◆ Exercise directions ◆
Rewrite the items starting at the line that contains "of the light" and ending at the end of the items, changing "Query" to "Target" and keeping everything else the same.

Pointing dataset excerpts
═══

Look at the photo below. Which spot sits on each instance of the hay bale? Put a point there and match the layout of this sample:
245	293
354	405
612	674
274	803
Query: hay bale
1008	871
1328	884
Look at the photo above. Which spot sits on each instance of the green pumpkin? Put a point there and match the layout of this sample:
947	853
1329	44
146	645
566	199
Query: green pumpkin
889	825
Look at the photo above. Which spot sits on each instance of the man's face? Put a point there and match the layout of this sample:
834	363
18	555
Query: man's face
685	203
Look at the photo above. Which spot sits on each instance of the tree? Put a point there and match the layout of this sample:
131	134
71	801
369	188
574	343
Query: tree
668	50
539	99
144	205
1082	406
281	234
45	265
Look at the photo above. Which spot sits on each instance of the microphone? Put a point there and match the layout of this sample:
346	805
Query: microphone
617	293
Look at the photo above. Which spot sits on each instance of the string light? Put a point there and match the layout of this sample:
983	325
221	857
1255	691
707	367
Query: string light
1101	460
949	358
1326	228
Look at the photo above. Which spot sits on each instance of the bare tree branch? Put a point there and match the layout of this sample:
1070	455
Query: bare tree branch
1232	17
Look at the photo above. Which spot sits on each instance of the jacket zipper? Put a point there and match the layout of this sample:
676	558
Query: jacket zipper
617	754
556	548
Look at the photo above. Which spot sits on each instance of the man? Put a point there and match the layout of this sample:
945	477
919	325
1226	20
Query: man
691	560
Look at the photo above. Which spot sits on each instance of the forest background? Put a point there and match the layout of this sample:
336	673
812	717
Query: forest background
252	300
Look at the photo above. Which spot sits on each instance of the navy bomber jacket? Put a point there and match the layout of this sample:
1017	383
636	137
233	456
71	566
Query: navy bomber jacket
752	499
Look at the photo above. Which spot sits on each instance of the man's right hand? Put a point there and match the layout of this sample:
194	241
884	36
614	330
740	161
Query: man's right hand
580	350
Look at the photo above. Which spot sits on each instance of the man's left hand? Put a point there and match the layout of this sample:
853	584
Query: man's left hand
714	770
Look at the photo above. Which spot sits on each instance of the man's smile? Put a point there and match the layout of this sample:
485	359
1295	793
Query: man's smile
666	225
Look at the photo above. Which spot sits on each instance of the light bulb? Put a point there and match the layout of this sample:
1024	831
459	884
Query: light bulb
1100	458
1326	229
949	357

═══

◆ The reply ◆
Look at the photo above. Which spot sits on each instance of the light bulb? Put a point there and match the layout of this sample:
1024	831
459	884
Target: light bulb
1100	458
1326	229
949	357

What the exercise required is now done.